• _EXCERPT PROVIDED_
※

Absolutely 100% this. Or at the very least, have all schematics and software source code and other such things placed in escrow so if the company refuses to support them there is some kind of option. This goes double for anything implanted.
Comment on Paralyzed Man Unable to Walk After Maker of His Powered Exoskeleton Tells Him It's Now Obsolete
SapphironZA@sh.itjust.works 1 month ago
Prosthetics that are no longer supported, should be fully open sourced.And the copyright should immediately expire.
Support your products, or let others do it.
SirEDCaLot@lemmy.today 1 month ago
cordlesslamp@lemmy.today 1 month ago
The IP and copyright laws is century old and in dire need to get reformed. Nintendo being able to takedown a video just because it show the title screen of one of their game for literally a split second is ridiculous. Or a studio able to take all of the revenue from someone’s video because they hummed a tune for a few seconds.
kritzkrieg@lemm.ee 1 month ago
Tbh, I didn’t even think prosthetics could be proprietary. It’s kinda ghoulish to make it so they can be “outdated” when needing minor stuff repaired.
Azal@pawb.social 1 month ago
I work as a biomed, our hospital had to buy completely new sets of a type of ultrasound machine we have. Why?
Because in order to do the yearly preventative maintenance you have to go through the manufacturers program to test calibration. They stopped supporting it this year and shut it down. Legit these machines were working just fine, but now in order to keep up with verifying accuracy they’re essentially bricked. They did it on the exact day they hit the year mark that they legally were required to support in order to sell medical grade equipment passed.
This is only going to get worse, not better.
Zementid@feddit.nl 1 month ago
Strange that politics who call for deregulation never deregulate useful things.
But just out of interest, what happened to the devices?
Azal@pawb.social 1 month ago
Funny that right? Those that call for deregulation would probably call for deregulating the legal time frame that a company has to support their devices.
And as to what we did with ours, effectively trash. We have a medical junk guy who comes through yearly and picks up the stuff thats getting thrown out, he parts pieces out he can sell, sells scrap otherwise, etc. Also sells a lot of equipment to smaller hospitals out in rural that will make do, and a lot of stuff we have goes to Project Cure which sends medical devices out of country to places in need. The funny part about the rural hospitals and Project Cure is… neither of those can happen because, as I said earlier, can’t verify their accuracy anymore so for my hospital, about 30 units of trash in one day.
Zementid@feddit.nl 1 month ago
Shit man… you should get in contact with a maker space or hacker space. Maybe a bounty on Hackaday which just jailbreaks those devices. At least they stay useable (I would love to tinker around with one of these, and so would probably a lot of makers).
Thanks for the answer. Really a sad world we live in.

※

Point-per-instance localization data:
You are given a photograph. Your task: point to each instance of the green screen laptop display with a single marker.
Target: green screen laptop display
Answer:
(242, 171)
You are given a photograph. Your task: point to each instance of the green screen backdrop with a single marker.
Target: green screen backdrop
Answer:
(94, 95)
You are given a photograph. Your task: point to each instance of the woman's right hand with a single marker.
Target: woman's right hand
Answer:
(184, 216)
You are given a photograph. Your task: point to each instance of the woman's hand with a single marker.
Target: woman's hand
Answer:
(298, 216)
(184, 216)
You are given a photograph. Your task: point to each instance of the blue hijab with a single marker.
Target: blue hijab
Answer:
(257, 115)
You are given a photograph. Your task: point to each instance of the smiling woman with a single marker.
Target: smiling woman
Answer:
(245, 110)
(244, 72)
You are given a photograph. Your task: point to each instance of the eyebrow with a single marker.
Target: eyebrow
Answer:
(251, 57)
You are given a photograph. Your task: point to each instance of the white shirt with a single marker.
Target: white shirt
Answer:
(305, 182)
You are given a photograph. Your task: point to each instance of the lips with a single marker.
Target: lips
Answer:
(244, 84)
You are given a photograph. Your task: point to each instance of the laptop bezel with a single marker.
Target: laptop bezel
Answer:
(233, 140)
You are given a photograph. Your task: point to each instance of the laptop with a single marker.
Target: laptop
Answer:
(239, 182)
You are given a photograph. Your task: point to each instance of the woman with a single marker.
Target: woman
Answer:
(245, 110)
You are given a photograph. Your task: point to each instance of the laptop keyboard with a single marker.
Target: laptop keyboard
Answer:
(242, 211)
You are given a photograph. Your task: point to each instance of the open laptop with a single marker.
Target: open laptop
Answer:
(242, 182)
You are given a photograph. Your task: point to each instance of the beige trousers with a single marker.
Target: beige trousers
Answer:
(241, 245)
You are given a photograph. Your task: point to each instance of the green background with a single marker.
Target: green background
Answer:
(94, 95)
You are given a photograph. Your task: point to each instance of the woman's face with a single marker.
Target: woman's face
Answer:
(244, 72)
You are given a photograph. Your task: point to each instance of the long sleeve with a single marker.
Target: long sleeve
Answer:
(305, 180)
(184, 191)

※

• _WORK REQUEST 1_
In the comment thread, about how many units did the biomed's hospital end up treating as trash in one day?
• _WORK REQUEST 2_
Reproduce the stretch of the comment thread from "kritzkrieg@lemm.ee 1 month" through "we have. Why?".

• _EXPECTED ANSWER 1_
About 30 units.

• _EXPECTED ANSWER 2_
kritzkrieg@lemm.ee 1 month ago
Tbh, I didn’t even think prosthetics could be proprietary. It’s kinda ghoulish to make it so they can be “outdated” when needing minor stuff repaired.
Azal@pawb.social 1 month ago
I work as a biomed, our hospital had to buy completely new sets of a type of ultrasound machine we have. Why?